→ **Exercise instructions**:
Rewrite the material starting at the line containing "Where can the lamp" and ending at the line containing "point(483, 162)", substituting "spindle" for every occurrence of "baluster" and leaving everything else unchanged. Return only those lines.

Object location annotation data
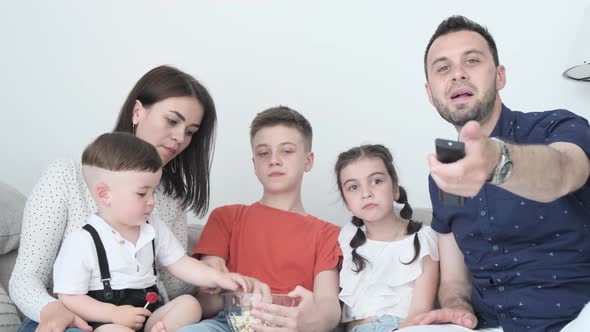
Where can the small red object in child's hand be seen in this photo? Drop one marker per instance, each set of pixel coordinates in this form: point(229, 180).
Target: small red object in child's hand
point(151, 297)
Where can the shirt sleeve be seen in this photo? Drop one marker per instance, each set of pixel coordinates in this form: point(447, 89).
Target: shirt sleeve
point(44, 221)
point(214, 240)
point(72, 270)
point(329, 255)
point(168, 249)
point(565, 126)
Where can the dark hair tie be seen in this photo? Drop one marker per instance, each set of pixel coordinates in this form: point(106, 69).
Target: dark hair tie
point(406, 212)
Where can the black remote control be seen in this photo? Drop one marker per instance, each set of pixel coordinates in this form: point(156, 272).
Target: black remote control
point(448, 152)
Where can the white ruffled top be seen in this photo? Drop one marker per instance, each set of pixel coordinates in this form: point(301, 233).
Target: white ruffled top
point(385, 286)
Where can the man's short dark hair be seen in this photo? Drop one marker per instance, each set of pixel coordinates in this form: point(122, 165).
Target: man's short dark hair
point(458, 23)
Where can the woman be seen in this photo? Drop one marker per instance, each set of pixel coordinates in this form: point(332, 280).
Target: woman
point(167, 108)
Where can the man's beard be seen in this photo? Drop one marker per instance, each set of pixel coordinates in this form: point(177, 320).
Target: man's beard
point(479, 112)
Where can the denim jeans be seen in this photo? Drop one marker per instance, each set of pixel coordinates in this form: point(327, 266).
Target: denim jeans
point(381, 324)
point(29, 325)
point(217, 324)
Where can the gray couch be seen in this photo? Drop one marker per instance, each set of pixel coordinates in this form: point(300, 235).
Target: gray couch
point(11, 212)
point(11, 209)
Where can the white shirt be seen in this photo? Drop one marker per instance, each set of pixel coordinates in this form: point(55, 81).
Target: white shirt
point(77, 270)
point(60, 204)
point(386, 285)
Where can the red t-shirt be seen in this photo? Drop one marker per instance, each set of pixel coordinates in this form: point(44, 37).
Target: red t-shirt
point(280, 248)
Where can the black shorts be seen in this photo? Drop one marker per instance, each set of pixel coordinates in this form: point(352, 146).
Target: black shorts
point(128, 296)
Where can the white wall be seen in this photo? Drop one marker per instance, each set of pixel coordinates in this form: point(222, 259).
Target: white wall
point(353, 68)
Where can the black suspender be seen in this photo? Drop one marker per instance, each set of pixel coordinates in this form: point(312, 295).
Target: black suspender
point(105, 274)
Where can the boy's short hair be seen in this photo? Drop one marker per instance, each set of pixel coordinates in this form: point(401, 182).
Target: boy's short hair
point(282, 115)
point(120, 151)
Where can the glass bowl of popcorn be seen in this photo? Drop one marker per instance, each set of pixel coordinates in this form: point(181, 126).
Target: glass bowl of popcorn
point(237, 307)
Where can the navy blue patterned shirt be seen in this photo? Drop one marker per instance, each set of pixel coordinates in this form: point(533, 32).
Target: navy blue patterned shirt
point(529, 261)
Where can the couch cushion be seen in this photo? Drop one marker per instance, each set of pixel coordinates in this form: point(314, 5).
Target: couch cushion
point(12, 204)
point(9, 319)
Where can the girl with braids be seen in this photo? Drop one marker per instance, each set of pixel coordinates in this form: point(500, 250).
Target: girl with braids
point(390, 268)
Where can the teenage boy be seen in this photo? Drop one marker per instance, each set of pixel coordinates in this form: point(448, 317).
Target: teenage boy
point(275, 240)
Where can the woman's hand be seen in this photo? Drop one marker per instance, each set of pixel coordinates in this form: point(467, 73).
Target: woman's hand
point(55, 317)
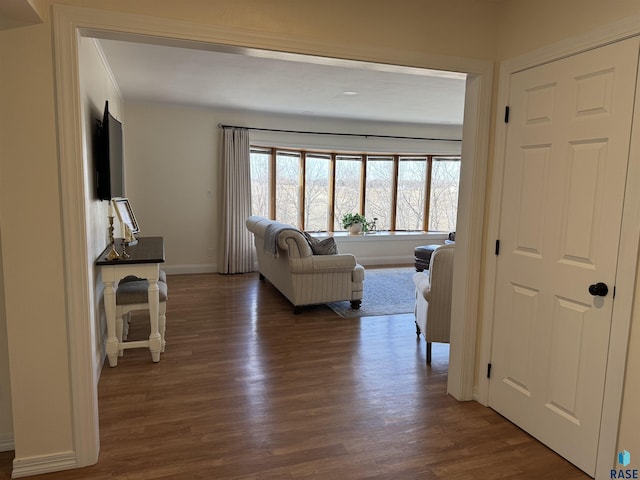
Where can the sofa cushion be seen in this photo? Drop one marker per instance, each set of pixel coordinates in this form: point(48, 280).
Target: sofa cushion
point(322, 247)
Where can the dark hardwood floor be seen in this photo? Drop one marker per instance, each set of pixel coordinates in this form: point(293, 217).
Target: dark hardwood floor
point(247, 390)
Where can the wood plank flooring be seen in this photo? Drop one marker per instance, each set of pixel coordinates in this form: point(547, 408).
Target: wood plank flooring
point(247, 390)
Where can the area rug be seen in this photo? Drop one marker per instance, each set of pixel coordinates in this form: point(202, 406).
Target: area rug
point(387, 291)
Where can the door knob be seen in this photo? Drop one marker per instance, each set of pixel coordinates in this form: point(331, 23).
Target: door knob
point(599, 289)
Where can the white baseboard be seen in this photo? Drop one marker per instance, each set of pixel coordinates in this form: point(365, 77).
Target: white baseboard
point(407, 260)
point(6, 442)
point(185, 269)
point(25, 467)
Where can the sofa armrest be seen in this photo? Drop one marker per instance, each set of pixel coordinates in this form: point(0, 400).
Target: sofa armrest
point(423, 285)
point(343, 262)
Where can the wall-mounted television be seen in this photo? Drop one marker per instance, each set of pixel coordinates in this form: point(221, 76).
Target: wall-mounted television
point(110, 157)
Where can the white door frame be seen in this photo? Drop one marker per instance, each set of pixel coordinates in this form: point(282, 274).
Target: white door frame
point(71, 23)
point(629, 242)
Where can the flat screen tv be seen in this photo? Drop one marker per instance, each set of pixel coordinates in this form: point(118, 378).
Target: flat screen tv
point(110, 158)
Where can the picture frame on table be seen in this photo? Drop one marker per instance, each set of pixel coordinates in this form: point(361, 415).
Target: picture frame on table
point(125, 214)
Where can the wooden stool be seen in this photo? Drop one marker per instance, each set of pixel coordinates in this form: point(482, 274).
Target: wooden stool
point(132, 295)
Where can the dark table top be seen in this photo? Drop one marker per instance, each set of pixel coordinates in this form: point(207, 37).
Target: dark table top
point(147, 250)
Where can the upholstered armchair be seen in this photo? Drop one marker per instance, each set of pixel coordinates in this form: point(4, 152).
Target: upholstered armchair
point(433, 298)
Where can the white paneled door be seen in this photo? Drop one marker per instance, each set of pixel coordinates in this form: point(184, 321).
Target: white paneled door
point(565, 169)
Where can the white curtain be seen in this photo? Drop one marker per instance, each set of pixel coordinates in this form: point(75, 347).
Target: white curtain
point(237, 253)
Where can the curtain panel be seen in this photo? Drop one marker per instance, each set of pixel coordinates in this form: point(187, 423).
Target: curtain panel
point(237, 252)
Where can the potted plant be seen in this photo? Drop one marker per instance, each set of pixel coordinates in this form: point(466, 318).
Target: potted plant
point(354, 222)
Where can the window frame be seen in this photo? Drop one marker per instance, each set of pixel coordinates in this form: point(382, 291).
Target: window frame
point(333, 157)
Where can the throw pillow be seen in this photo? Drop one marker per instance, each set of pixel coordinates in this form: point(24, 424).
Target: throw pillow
point(322, 247)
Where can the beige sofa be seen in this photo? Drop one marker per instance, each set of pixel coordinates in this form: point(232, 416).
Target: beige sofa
point(285, 259)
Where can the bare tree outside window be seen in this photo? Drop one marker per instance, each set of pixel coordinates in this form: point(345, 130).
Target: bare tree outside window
point(287, 187)
point(260, 160)
point(343, 191)
point(348, 174)
point(412, 174)
point(379, 191)
point(316, 195)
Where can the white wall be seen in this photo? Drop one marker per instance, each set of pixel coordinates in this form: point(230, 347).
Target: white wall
point(96, 87)
point(32, 249)
point(6, 418)
point(172, 164)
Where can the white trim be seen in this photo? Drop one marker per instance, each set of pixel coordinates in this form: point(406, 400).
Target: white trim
point(468, 258)
point(630, 238)
point(25, 467)
point(84, 395)
point(70, 23)
point(6, 442)
point(107, 67)
point(623, 306)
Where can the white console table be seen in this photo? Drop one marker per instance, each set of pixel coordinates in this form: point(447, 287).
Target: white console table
point(144, 261)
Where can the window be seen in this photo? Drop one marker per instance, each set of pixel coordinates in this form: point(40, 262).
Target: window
point(347, 187)
point(317, 192)
point(287, 187)
point(412, 185)
point(312, 190)
point(380, 191)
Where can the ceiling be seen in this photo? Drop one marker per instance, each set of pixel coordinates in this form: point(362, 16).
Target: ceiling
point(285, 84)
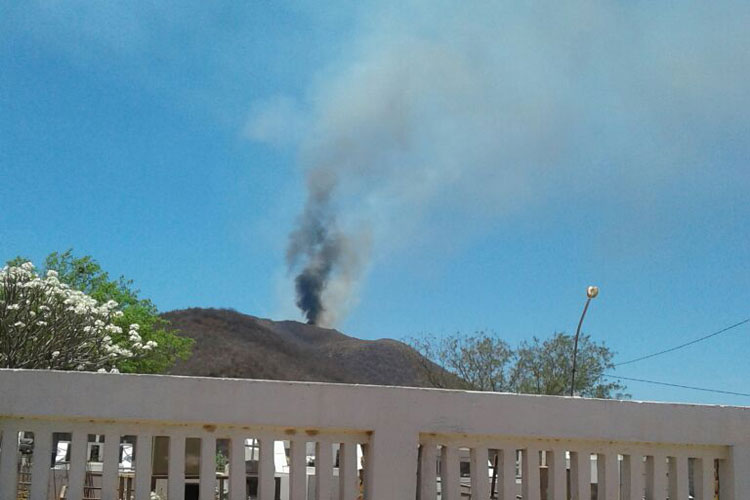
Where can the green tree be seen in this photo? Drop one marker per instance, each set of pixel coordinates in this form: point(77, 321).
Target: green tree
point(544, 367)
point(85, 274)
point(479, 362)
point(484, 362)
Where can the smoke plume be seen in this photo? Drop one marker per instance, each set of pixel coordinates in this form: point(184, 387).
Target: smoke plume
point(435, 121)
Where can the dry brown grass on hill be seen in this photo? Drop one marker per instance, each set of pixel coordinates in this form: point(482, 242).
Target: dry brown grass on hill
point(230, 344)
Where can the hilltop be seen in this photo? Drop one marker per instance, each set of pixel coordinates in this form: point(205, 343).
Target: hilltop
point(231, 344)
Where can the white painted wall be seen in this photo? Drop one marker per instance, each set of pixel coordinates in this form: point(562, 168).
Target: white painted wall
point(392, 422)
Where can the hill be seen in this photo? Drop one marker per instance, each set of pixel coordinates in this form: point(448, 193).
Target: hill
point(230, 344)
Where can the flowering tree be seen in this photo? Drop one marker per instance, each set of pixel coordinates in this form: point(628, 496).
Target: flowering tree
point(45, 323)
point(86, 275)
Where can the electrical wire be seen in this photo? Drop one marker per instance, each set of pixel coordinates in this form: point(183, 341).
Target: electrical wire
point(677, 385)
point(672, 349)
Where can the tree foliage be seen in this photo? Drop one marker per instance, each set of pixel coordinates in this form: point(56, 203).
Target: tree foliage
point(485, 362)
point(86, 275)
point(46, 324)
point(476, 362)
point(544, 367)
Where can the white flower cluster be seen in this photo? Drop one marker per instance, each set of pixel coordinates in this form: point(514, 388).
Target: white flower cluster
point(65, 328)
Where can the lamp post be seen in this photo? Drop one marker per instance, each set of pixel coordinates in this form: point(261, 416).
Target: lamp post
point(591, 292)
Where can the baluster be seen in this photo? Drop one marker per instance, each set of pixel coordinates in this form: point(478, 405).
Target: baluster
point(607, 471)
point(656, 477)
point(580, 475)
point(207, 486)
point(348, 470)
point(237, 472)
point(427, 472)
point(176, 480)
point(323, 470)
point(266, 469)
point(509, 474)
point(110, 471)
point(632, 477)
point(556, 475)
point(41, 465)
point(143, 445)
point(683, 478)
point(449, 473)
point(703, 476)
point(9, 463)
point(480, 486)
point(298, 469)
point(530, 474)
point(77, 472)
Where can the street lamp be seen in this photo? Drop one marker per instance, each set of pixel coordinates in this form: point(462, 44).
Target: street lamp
point(591, 292)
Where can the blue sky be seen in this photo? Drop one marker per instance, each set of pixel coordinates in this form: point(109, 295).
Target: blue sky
point(491, 162)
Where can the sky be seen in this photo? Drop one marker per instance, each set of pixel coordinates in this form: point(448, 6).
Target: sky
point(483, 162)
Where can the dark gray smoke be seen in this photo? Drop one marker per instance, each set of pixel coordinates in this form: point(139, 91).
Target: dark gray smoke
point(436, 124)
point(320, 252)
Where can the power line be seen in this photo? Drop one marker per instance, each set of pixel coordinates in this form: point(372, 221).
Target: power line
point(678, 385)
point(671, 349)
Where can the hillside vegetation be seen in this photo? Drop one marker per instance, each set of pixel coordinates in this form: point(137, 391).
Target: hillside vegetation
point(230, 344)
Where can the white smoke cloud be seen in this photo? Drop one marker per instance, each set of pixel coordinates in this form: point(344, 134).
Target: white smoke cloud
point(477, 111)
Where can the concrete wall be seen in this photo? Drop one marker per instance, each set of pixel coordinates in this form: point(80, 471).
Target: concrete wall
point(663, 449)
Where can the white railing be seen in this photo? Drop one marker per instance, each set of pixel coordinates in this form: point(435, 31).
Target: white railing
point(417, 443)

→ **Problem solution**:
Where can the lamp post be seen in this photo? Drop one marker per instance, each set of pixel coordinates in this form: point(261, 416).
Target: lamp post
point(591, 292)
Where can the spindle be seen in this photo? Drop one marker per instance, each set of pixel coordinates in this form: point(478, 405).
Target: spindle
point(607, 471)
point(656, 477)
point(580, 475)
point(207, 486)
point(348, 470)
point(237, 472)
point(427, 472)
point(176, 480)
point(323, 470)
point(266, 469)
point(509, 474)
point(110, 471)
point(632, 477)
point(556, 475)
point(41, 465)
point(143, 445)
point(683, 478)
point(449, 473)
point(703, 476)
point(9, 463)
point(480, 486)
point(298, 469)
point(530, 474)
point(77, 472)
Where can the street lamp be seen in this photo? Drop one marker per instance, each set of pixel coordinates in this form: point(462, 44).
Target: street lamp
point(591, 292)
Where can the blue sky be seen in this photo? Drop one marker per instance, each set of pixel coordinates in this form: point(109, 295).
Target: blue sky
point(491, 162)
Where can the sky be seen in this photo? Drop one marker per instance, each set of pixel coordinates in this form: point(448, 6).
Target: sky
point(483, 162)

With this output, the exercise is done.